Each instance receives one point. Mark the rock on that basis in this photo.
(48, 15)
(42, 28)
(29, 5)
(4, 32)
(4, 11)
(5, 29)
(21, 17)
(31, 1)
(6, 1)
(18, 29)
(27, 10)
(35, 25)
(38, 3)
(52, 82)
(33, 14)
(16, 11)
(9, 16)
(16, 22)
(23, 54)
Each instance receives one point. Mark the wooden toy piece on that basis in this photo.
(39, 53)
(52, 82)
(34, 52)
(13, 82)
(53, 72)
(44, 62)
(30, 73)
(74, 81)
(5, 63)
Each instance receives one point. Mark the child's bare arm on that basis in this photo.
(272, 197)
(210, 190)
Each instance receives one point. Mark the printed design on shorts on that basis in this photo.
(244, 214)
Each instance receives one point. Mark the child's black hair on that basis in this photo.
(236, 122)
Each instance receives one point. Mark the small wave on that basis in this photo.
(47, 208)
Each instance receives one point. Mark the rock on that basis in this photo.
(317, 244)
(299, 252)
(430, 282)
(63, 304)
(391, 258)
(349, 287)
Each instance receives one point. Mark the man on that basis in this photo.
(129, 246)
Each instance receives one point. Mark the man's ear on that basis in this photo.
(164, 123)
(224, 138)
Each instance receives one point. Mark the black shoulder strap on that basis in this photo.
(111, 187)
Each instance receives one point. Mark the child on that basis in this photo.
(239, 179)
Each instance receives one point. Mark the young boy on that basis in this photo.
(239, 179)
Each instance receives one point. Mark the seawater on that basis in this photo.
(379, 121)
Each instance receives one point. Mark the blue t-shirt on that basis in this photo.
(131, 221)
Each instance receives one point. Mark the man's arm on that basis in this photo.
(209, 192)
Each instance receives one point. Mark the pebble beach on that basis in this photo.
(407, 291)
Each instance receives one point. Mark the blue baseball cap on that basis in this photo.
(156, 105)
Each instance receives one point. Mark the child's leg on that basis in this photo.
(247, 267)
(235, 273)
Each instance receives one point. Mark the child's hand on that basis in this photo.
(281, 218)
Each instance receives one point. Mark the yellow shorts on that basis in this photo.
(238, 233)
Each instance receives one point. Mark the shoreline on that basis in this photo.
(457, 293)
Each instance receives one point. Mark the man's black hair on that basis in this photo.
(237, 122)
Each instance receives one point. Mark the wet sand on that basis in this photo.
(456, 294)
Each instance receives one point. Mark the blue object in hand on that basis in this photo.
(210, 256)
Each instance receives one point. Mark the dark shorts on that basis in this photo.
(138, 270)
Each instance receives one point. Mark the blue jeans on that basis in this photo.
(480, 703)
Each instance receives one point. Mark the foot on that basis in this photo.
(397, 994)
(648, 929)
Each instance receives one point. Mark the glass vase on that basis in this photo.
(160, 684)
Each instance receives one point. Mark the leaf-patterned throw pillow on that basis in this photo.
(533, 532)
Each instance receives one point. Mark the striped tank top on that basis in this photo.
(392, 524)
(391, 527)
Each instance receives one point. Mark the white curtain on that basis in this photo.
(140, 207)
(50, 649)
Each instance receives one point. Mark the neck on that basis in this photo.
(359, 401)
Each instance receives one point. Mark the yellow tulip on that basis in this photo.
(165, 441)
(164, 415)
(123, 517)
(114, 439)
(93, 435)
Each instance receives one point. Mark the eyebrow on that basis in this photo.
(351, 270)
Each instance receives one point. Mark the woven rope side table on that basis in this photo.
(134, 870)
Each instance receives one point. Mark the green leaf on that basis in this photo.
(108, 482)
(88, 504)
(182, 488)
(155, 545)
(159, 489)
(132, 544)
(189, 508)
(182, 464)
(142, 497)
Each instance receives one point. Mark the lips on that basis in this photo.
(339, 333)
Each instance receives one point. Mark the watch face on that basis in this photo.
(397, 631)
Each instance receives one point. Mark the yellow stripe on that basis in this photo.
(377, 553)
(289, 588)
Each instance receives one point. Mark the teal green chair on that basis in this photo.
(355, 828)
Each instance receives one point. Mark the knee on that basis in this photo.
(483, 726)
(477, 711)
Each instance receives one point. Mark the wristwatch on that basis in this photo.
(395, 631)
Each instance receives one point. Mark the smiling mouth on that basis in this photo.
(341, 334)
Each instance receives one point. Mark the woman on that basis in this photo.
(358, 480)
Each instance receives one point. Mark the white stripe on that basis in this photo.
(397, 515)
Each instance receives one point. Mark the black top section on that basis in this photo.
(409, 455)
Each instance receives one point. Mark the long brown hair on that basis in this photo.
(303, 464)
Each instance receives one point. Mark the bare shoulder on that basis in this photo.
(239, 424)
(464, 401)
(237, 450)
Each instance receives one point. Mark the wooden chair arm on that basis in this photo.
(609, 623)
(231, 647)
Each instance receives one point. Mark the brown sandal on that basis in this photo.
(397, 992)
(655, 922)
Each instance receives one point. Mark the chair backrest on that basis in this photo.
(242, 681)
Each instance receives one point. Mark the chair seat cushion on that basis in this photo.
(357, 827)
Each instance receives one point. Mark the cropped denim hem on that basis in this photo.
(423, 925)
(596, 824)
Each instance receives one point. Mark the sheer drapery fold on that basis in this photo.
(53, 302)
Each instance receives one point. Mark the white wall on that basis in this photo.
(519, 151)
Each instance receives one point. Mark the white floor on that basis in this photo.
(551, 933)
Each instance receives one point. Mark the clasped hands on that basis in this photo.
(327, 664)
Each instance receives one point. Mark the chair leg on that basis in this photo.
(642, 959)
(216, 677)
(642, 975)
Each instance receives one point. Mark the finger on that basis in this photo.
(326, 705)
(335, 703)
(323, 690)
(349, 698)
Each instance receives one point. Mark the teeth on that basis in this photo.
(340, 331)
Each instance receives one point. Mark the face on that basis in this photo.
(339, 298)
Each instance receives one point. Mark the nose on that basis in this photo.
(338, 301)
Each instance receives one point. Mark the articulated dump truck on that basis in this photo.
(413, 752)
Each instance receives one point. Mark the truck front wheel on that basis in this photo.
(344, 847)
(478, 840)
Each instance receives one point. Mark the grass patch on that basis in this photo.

WHAT TO PRODUCE
Rewrite all of the data with "instance" changed to "object" wherever it occurs, leaving everything else unchanged.

WRITTEN RESPONSE
Each object receives one point. Mark the rock on that basis in this photo.
(48, 15)
(42, 28)
(29, 5)
(4, 32)
(4, 11)
(5, 29)
(21, 17)
(31, 1)
(6, 1)
(18, 29)
(27, 10)
(35, 25)
(38, 3)
(52, 82)
(33, 14)
(16, 11)
(9, 16)
(16, 22)
(23, 54)
Each object receives one point. Mark the wooden toy piece on that basis in this photo.
(39, 53)
(52, 82)
(34, 52)
(13, 82)
(53, 72)
(44, 62)
(30, 73)
(74, 81)
(5, 63)
Each object receives one point. Mark the child's bare arm on that basis in this photo.
(272, 197)
(210, 190)
Each object receives one point. Mark the printed design on shorts on that basis in this photo.
(244, 214)
Each object receives one point. Mark the child's black hair on that basis in this photo.
(236, 122)
Each object receives one point. Mark the small wave on that basis in this photo.
(47, 208)
Each object receives one point. Mark the rock on that basis in this photo.
(317, 244)
(299, 252)
(430, 282)
(63, 304)
(391, 258)
(349, 287)
Each object receives one point. Mark the man on that basis in this photo.
(129, 246)
Each object receives one point. Mark the man's ear on that basis in this photo.
(164, 123)
(224, 138)
Each object receives one point. Mark the black shoulder strap on that basis in this photo.
(111, 187)
Each object receives one point. Mark the child on that basis in this photo.
(239, 179)
Each object receives one point. Mark the young boy on that basis in this photo.
(239, 179)
Each object receives one point. Mark the seawater on that basis in this photo.
(379, 121)
Each object receives one point. Mark the blue t-shirt on that basis in this photo.
(131, 221)
Each object receives one point. Mark the man's arm on that basis in this photo.
(209, 192)
Each object receives one point. Mark the pebble beach on that basis in this photo.
(407, 291)
Each object receives one point. Mark the blue baseball cap on that basis in this photo.
(156, 105)
Each object receives one point. Mark the child's leg on that basis in this photo.
(247, 267)
(235, 273)
Each object receives one point. Mark the child's hand on that basis in this photo.
(281, 218)
Each object receives one point. Mark the yellow shorts on that basis in this photo.
(238, 233)
Each object receives one point. Mark the shoreline on that basis in this photo.
(457, 293)
Each object receives one point. Mark the man's black hair on that basis in this photo.
(237, 122)
Each object receives one point. Mark the wet sand on that basis in this photo.
(456, 294)
Each object receives one point. Mark the blue object in hand on that basis in this photo.
(210, 256)
Each object receives one point. Mark the dark shorts on that basis in this photo.
(138, 270)
Each object receives one point. Mark the blue jeans on that basis in this photo.
(480, 703)
Each object receives one point. Mark the foot on that basis in this photo.
(397, 994)
(648, 929)
Each object receives one point. Mark the glass vase on that basis in this photo.
(160, 684)
Each object receives one point. Mark the leaf-patterned throw pillow on that basis in this photo.
(533, 532)
Each object receives one point. Mark the striped tank top on that basis in this photo.
(392, 524)
(391, 527)
Each object receives one point. Mark the white curtain on that basis in this photo.
(140, 207)
(50, 649)
Each object receives one point. Mark the neck on that basis in this photo.
(359, 401)
Each object receives one point. Mark the yellow tulip on that basis in this photo.
(165, 441)
(164, 415)
(123, 517)
(114, 439)
(93, 435)
Each object receives one point. Mark the eyebrow on that basis in this photo.
(351, 270)
Each object receives one point. Mark the woven rope side table on that basis in this photo.
(134, 870)
Each object receives one point. Mark the green leaf on that basis in this photo.
(108, 482)
(88, 504)
(182, 488)
(155, 545)
(159, 489)
(132, 544)
(189, 508)
(182, 464)
(142, 497)
Each object receives one point. Mark the lips on that basis in this photo.
(339, 333)
Each object receives one point. Mark the watch face on that basis in this photo.
(397, 631)
Each object receives one point. Mark the yellow stripe on that basis in this photo.
(377, 553)
(289, 588)
Each object receives one point. Mark the teal green chair on that basis in this photo.
(355, 828)
Each object receives one point. Mark the knee on that basis in this photo.
(483, 726)
(477, 711)
Each object receives one point. Mark the wristwatch on that basis in this photo.
(395, 631)
Each object receives one point. Mark the smiling mouth on that basis in this photo.
(341, 334)
Each object receives one point. Mark the woman on that basis in this photo.
(358, 480)
Each object receives one point. Mark the white stripe on that basis in this photo.
(397, 515)
Each object receives one point. Mark the black top section on that basis in this photo.
(409, 455)
Each object receives one point. Mark the long brown hair on that basis in this photo.
(303, 464)
Each object receives one point. Mark the bare shoulder on that basis in this photo.
(239, 424)
(464, 401)
(237, 450)
Each object receives one point. Mark the wooden chair arm on that basis in this photo.
(609, 623)
(231, 647)
Each object receives one point. Mark the brown sandal on that basis in this photo.
(397, 992)
(655, 922)
Each object receives one point. Mark the chair backrest on that basis in this photo.
(242, 681)
Each object receives one point. Mark the chair seat cushion on that basis in this photo.
(357, 827)
Each object receives one point. Mark the cropped denim hem on that basis in this photo.
(423, 925)
(596, 824)
Each object receives one point. Mark the sheer drapery fold on that basis in this photo.
(53, 302)
Each object receives one point. Mark the white wall on that basis in this photo.
(519, 151)
Each object receives one point. Mark the white floor on that basis in this photo.
(551, 933)
Each object receives one point. Mark the clasped hands on that basis in this photo.
(327, 664)
Each object receives one point. Mark the chair leg on that basis in this photo.
(642, 959)
(216, 677)
(642, 975)
Each object receives one point. Mark the finger on that basis in this photo.
(326, 705)
(335, 703)
(323, 690)
(349, 698)
Each object receives one point. Mark the teeth on that basis in this photo.
(340, 331)
Each object receives one point. Mark the face on that basis in this photo.
(339, 298)
Each object receives one point. Mark the nose on that basis in this photo.
(338, 301)
Each object receives one point. Mark the articulated dump truck on that basis in this photo.
(413, 752)
Each object receives one point. Mark the truck front wheel on that basis in this photo.
(344, 847)
(478, 840)
Each object receives one point. Mark the grass patch on that basis in this photo.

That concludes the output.